--- start of Available records ---

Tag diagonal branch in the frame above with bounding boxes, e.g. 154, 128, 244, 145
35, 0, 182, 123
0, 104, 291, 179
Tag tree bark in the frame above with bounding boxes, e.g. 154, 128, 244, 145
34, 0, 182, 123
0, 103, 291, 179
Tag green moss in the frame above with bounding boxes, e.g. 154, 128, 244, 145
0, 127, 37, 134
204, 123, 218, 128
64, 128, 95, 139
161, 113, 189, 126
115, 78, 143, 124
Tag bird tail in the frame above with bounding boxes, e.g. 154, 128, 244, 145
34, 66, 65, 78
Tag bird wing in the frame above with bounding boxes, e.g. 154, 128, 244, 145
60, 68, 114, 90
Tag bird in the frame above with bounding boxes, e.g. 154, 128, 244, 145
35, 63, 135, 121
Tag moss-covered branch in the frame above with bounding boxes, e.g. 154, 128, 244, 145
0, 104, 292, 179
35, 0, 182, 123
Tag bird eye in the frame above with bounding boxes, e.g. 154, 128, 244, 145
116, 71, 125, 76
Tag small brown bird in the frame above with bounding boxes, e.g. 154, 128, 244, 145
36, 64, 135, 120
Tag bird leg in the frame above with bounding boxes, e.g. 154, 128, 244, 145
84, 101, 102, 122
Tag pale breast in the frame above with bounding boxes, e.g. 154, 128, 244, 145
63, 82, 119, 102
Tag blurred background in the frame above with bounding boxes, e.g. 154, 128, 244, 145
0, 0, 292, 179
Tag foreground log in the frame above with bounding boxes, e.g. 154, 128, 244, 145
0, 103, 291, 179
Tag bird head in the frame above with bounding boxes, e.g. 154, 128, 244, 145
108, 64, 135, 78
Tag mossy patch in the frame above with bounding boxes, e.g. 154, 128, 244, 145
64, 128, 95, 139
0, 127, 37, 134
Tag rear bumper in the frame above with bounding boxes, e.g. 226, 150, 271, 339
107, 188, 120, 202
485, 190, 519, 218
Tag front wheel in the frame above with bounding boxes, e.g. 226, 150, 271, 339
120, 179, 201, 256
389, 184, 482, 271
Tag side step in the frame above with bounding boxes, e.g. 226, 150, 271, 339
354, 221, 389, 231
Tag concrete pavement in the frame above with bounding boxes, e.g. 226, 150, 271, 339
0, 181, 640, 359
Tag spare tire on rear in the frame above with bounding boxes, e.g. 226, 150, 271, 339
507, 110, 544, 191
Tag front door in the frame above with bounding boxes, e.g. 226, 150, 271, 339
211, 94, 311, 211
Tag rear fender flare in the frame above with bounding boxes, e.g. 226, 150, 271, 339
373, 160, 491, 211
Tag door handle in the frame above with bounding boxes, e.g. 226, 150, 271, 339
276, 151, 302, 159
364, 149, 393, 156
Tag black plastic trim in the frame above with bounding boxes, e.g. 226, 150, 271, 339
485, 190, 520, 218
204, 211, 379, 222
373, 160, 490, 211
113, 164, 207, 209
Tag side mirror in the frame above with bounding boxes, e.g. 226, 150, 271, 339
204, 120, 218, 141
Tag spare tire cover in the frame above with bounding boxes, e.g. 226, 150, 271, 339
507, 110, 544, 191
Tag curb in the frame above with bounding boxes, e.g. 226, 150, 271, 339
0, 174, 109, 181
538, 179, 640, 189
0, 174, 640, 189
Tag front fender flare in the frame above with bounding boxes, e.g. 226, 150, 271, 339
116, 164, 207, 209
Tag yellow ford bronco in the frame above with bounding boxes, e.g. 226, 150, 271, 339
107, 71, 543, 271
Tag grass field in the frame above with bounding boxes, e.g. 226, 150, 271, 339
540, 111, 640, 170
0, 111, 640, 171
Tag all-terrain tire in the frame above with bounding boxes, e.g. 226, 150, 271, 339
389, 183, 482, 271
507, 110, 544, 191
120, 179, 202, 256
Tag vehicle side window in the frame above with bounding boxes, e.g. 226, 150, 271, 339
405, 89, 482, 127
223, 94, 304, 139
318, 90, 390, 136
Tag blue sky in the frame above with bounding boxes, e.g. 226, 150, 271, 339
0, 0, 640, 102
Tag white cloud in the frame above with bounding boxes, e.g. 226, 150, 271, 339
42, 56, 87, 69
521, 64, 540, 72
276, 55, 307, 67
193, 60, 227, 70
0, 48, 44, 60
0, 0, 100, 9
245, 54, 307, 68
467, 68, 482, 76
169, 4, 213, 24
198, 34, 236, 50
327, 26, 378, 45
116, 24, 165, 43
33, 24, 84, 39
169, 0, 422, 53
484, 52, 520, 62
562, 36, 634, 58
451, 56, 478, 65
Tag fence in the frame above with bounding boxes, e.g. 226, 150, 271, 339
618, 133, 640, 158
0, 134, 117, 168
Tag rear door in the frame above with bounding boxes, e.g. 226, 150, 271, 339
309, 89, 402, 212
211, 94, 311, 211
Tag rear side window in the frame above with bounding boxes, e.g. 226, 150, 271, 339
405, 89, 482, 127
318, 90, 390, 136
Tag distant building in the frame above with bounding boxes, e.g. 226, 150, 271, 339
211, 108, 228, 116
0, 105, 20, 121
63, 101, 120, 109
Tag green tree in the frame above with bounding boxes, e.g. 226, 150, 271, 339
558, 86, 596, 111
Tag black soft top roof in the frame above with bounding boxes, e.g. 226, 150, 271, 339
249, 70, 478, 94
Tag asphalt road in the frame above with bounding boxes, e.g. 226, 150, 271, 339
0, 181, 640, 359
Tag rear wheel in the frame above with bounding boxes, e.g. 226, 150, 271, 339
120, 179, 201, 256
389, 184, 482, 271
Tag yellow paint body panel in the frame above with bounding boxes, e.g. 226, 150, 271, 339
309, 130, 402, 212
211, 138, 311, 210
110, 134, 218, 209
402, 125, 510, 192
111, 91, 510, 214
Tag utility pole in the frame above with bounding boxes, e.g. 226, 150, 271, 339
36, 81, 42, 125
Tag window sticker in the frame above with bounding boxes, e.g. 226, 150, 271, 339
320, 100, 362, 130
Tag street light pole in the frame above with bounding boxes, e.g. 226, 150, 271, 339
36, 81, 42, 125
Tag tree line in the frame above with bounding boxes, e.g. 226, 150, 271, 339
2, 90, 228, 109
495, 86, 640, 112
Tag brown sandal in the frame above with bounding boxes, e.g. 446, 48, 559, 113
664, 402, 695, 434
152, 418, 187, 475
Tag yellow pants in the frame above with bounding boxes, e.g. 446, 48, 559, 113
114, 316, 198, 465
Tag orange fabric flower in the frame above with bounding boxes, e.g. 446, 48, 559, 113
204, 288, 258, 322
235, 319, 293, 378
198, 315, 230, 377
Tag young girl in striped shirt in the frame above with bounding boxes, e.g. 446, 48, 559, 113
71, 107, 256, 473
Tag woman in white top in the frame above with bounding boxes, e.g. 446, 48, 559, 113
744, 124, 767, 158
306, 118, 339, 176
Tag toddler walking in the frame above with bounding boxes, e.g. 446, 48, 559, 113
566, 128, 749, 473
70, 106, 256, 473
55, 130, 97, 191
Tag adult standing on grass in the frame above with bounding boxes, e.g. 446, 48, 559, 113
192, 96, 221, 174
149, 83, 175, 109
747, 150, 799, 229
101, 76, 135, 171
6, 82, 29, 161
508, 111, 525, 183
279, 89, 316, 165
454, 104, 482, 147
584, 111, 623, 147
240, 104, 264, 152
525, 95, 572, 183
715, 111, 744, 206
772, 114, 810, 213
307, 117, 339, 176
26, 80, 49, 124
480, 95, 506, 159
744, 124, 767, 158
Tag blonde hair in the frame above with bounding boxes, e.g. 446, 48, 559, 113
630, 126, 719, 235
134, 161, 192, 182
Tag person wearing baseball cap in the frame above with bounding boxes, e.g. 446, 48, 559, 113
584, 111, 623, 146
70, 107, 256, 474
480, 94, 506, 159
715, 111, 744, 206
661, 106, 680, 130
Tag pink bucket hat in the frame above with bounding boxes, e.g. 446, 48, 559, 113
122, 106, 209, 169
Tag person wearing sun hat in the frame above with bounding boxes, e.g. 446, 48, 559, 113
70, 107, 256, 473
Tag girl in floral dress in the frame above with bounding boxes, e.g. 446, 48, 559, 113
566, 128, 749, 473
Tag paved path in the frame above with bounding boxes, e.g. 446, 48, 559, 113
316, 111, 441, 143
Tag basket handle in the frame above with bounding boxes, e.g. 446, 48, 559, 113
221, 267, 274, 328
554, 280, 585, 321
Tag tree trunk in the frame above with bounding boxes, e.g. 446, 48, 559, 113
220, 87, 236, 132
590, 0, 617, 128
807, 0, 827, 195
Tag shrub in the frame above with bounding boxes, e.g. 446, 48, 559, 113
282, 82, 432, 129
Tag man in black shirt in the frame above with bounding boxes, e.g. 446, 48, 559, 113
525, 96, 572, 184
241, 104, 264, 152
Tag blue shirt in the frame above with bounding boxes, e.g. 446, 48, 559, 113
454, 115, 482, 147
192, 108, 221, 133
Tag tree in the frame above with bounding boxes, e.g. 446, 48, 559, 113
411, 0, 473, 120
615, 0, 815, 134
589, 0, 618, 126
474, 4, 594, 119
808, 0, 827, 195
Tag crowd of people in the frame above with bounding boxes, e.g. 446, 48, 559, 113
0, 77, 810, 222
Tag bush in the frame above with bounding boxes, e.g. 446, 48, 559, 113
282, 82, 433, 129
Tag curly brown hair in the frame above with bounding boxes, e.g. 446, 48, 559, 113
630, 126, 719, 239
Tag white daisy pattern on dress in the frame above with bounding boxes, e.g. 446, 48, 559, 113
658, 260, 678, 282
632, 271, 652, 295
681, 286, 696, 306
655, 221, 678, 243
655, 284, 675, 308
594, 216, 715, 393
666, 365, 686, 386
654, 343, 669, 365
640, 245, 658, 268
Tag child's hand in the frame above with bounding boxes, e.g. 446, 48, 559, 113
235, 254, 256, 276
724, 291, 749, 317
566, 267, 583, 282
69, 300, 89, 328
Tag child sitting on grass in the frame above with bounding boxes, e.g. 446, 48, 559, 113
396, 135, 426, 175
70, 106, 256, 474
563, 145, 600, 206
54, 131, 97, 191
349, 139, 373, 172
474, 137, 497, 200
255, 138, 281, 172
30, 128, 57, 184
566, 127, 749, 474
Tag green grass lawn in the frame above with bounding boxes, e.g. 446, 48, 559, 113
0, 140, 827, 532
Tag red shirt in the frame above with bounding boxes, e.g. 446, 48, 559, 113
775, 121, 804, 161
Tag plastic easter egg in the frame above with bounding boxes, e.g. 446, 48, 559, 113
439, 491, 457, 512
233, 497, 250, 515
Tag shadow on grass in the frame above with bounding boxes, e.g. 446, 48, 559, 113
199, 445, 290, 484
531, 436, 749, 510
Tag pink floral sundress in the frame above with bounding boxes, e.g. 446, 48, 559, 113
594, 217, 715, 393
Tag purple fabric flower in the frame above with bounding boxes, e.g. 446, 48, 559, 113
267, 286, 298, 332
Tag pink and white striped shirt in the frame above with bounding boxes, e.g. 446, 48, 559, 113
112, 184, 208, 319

--- end of Available records ---

▶ **Goal**:
Please render the data from the line containing "Tag toddler walking" up to and including the line containing "316, 111, 441, 143" as a Markdown table with the columns Row and Text. Give each line its own numbered row and leave out blank lines.

▶ **Task response**:
| Row | Text |
|---|---|
| 1 | Tag toddler walking in the frame above with bounding boxes, e.g. 446, 48, 559, 113 |
| 2 | 566, 128, 749, 473 |
| 3 | 70, 106, 256, 473 |
| 4 | 55, 130, 97, 191 |
| 5 | Tag adult standing on grass in the frame above with bounding boxes, e.g. 446, 48, 559, 113 |
| 6 | 192, 96, 221, 174 |
| 7 | 149, 83, 175, 109 |
| 8 | 747, 150, 799, 229 |
| 9 | 101, 76, 135, 171 |
| 10 | 6, 82, 29, 161 |
| 11 | 508, 111, 525, 183 |
| 12 | 279, 89, 316, 165 |
| 13 | 454, 104, 482, 147 |
| 14 | 584, 111, 623, 147 |
| 15 | 240, 104, 264, 152 |
| 16 | 525, 95, 572, 183 |
| 17 | 715, 111, 744, 206 |
| 18 | 772, 114, 810, 213 |
| 19 | 307, 117, 339, 176 |
| 20 | 26, 80, 49, 124 |
| 21 | 480, 95, 506, 159 |
| 22 | 744, 124, 767, 158 |
| 23 | Tag blonde hair in the frame above with bounding boxes, e.g. 446, 48, 559, 113 |
| 24 | 630, 126, 719, 235 |
| 25 | 134, 161, 192, 182 |
| 26 | Tag person wearing baseball cap in the frame above with bounding boxes, e.g. 446, 48, 559, 113 |
| 27 | 584, 111, 623, 146 |
| 28 | 70, 107, 256, 474 |
| 29 | 480, 94, 506, 159 |
| 30 | 715, 111, 744, 206 |
| 31 | 661, 106, 680, 130 |
| 32 | Tag pink bucket hat in the frame above with bounding boxes, e.g. 446, 48, 559, 113 |
| 33 | 122, 106, 209, 169 |
| 34 | Tag person wearing sun hat in the frame above with bounding boxes, e.g. 446, 48, 559, 113 |
| 35 | 70, 107, 256, 473 |
| 36 | Tag girl in floral dress in the frame above with bounding boxes, e.g. 446, 48, 559, 113 |
| 37 | 566, 128, 749, 473 |
| 38 | Tag paved path in the frame above with bounding boxes, e.g. 446, 48, 559, 113 |
| 39 | 316, 111, 441, 143 |